OBJECTIF VISÉ —
Répondez à ces questions d'après le bloc de texte ci-dessous.
1. Selon la phrase commençant par « Au final, le peuple », que perd le peuple ?
2. Par quels deux moyens le texte invite-t-il à garder « notre flamme de vie vive » ?
3. À côté de quelles fleurs grandissent les boutons de roses blanches ?

BLOC DE TEXTE —
● ● ● ●

On en arrive à interdire lorsqu’on n’arrive plus à convaincre. À force, on oblige. À force, on fait taire. À force, on veut vivre quelles qu’en soient les conditions. Au final, le peuple perd confiance. Au final, on se fatigue, on s’éteint.
Mais non ! Ensemble, allons, et exprimons tout haut ce qui choque. Indignations et déshonneurs s’entrechoquent au creux même de ce petit pays où il fait bon vivre. Dégoût ou tristesse ? Comment qualifier ce sentiment qui anime le Mauricien devant ces désordres orchestrés, les certitudes et affirmations inexactes, et les desseins tragiques ?
Notre histoire se dépeint au fur et à mesure, et le dessin illustrant nos vies s’anime au jour le jour, sous l’effet de contradictions et de confusion. Mais elle évolue aussi et surtout sous l’effet d’un souffle nouveau secondé par notre libre arbitre. Gardons notre flamme de vie vive, par l’amour des uns et des autres d’abord, mais aussi par l’instinct de survie qui nous tient et nous garde éveillés.
N’en restons pas aux choses insupportables et n’embrumons pas nos esprits ni avec les mauvais (esprits) ni avec les ignominies qui éclatent et ne surprennent même plus. Crions à la terre entière qu’il n’y a pas que cela qui jalonne notre existence si pleine d’espérance. Puisque les ténèbres de cette vie compromise ne peuvent cacher la lumière qui redonne courage et espoir, clamons avec force tout ce qui est bien et bon, et accueillons, au passage, celui qui est doux et humble de cœur.
À la casse ces routes semées de pavés et de nids de poule. Empruntons ce chemin plus apaisant, où l’herbe fraîche se répand avec vivacité. Là où les arbres déploient leurs branches feuillues avec aisance et où lait et miel coulent en abondance ; là où les boutons de roses blanches grandissent aux côtés des géraniums fuchsia en fleurs, sans craindre ni pluie, ni rayons de soleil, ni escargots non plus ; là où les parfums s’entremêlent et dégagent les douces senteurs que le jardinier a pris soin d’agencer ; là où même les loups respectent l’agneau sous le regard plein de compassion du berger ; là où le fleuve rejoint la rivière dans une joyeuse union qui se veut fusionnelle et distincte à la fois : une union qui invite à aller vers l’eau vive qui étanche toute soif avec douceur et vigueur. Sur ce chemin, fragilité rime avec finesse, beauté et tendresse, et si des fois elle tutoie la faiblesse et la brisure, c’est pour mieux épouser, plus tard, la bonté et la flexibilité.

● ● ● ●

DONNÉES FOURNIES —
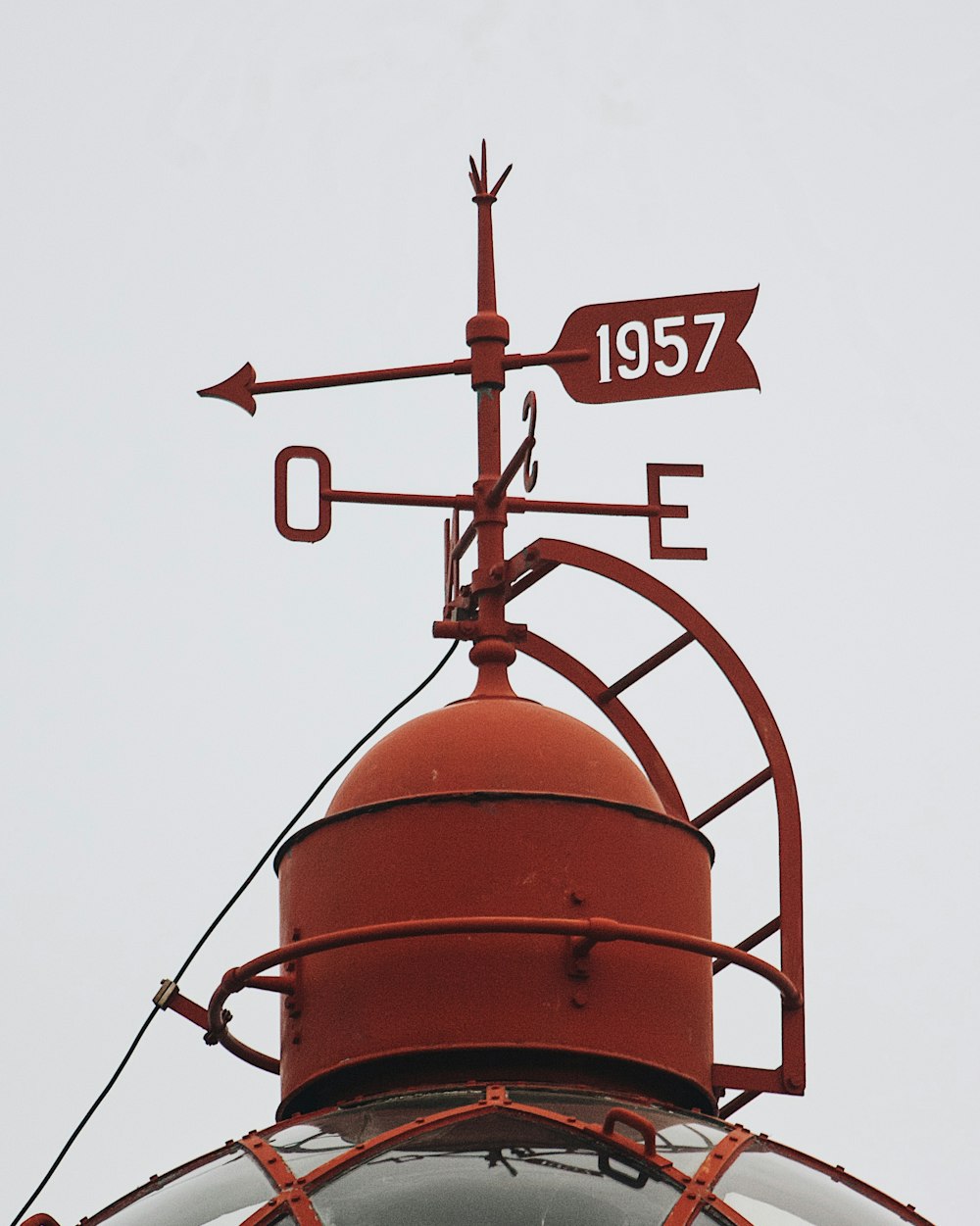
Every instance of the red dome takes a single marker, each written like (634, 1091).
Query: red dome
(496, 744)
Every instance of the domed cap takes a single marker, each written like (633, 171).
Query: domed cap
(496, 744)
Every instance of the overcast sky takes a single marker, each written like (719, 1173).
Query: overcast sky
(189, 186)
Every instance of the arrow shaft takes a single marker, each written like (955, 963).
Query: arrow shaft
(460, 367)
(516, 506)
(462, 502)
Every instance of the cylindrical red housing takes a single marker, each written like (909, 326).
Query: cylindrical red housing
(496, 807)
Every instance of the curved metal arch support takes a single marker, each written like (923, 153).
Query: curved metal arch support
(648, 756)
(536, 562)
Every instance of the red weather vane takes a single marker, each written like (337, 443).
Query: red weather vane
(606, 352)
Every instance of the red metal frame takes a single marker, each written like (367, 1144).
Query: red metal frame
(476, 613)
(586, 934)
(540, 560)
(291, 1192)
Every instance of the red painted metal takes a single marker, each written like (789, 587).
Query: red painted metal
(491, 816)
(700, 1186)
(584, 933)
(627, 361)
(545, 556)
(400, 823)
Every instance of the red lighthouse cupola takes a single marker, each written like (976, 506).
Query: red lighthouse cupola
(497, 809)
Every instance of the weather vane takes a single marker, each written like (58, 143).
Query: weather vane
(606, 352)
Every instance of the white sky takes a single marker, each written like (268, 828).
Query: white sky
(193, 185)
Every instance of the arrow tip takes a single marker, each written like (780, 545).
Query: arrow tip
(237, 389)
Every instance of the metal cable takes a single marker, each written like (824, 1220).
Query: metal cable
(270, 851)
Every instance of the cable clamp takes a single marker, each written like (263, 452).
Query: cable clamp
(167, 988)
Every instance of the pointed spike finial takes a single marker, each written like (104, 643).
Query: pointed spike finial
(479, 178)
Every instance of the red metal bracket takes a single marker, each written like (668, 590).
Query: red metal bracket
(540, 560)
(589, 933)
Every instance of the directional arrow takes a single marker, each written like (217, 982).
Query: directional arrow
(240, 389)
(654, 347)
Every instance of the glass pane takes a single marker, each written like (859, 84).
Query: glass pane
(312, 1143)
(223, 1192)
(497, 1170)
(773, 1190)
(684, 1139)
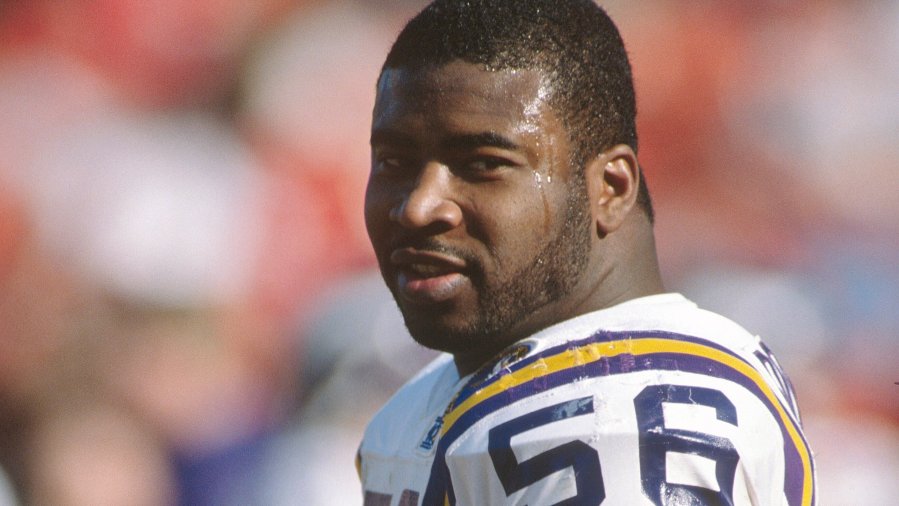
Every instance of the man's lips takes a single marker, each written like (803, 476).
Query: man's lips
(425, 277)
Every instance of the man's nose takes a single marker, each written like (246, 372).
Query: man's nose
(431, 201)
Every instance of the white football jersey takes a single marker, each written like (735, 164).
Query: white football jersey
(651, 402)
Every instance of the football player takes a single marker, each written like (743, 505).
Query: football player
(511, 222)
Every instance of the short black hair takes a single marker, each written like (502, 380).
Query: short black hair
(573, 43)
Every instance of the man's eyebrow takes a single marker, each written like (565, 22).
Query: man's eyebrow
(389, 137)
(464, 142)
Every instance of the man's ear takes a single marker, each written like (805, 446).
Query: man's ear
(613, 178)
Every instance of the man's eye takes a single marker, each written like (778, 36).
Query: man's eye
(485, 164)
(392, 163)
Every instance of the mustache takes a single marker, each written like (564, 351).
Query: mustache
(433, 245)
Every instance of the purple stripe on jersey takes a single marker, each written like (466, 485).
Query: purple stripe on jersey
(606, 366)
(485, 376)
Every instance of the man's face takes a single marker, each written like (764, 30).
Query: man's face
(478, 219)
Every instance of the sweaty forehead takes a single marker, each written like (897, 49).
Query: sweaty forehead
(462, 89)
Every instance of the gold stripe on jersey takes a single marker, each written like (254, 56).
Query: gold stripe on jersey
(592, 352)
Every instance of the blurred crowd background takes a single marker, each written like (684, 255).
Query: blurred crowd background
(189, 312)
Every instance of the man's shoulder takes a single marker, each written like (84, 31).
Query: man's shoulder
(427, 391)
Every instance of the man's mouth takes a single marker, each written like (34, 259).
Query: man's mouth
(427, 277)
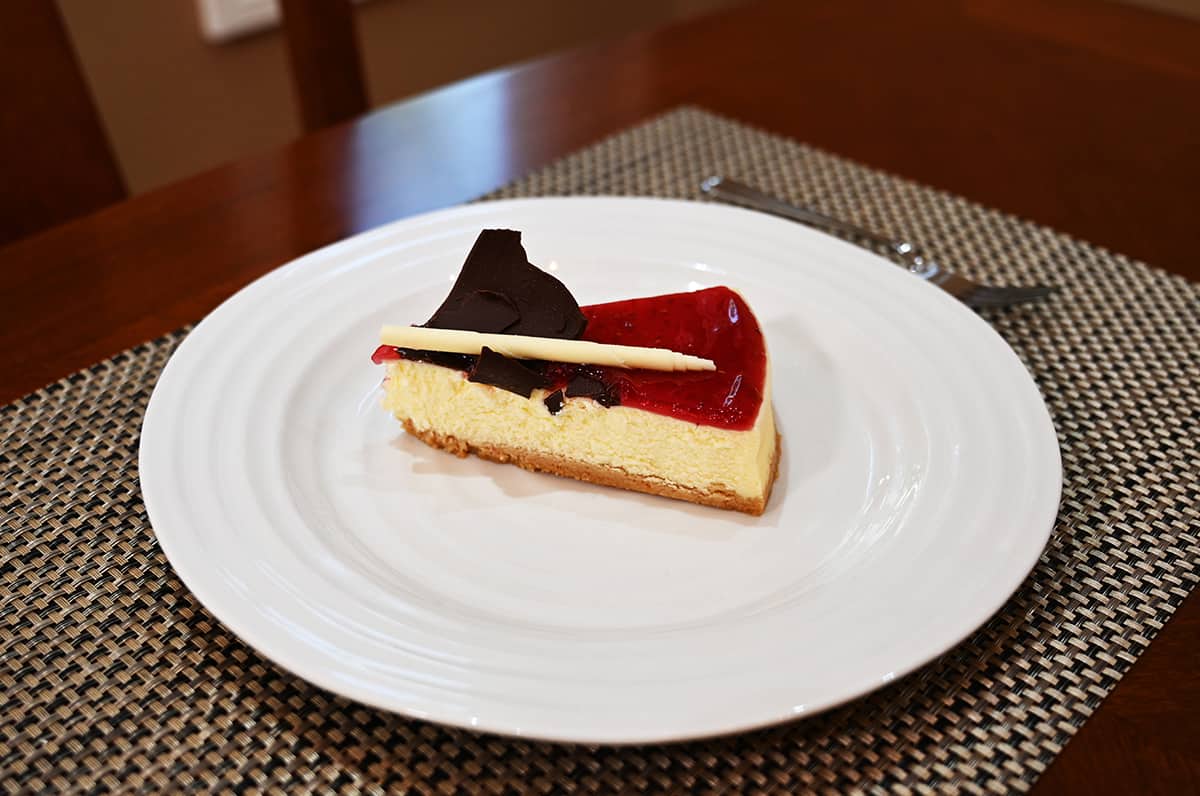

● ● ● ●

RÉSULTAT ATTENDU —
1. Il perd confiance.
2. Par l'amour des uns et des autres d'abord, mais aussi par l'instinct de survie qui nous tient et nous garde éveillés.
3. À côté des géraniums fuchsia en fleurs.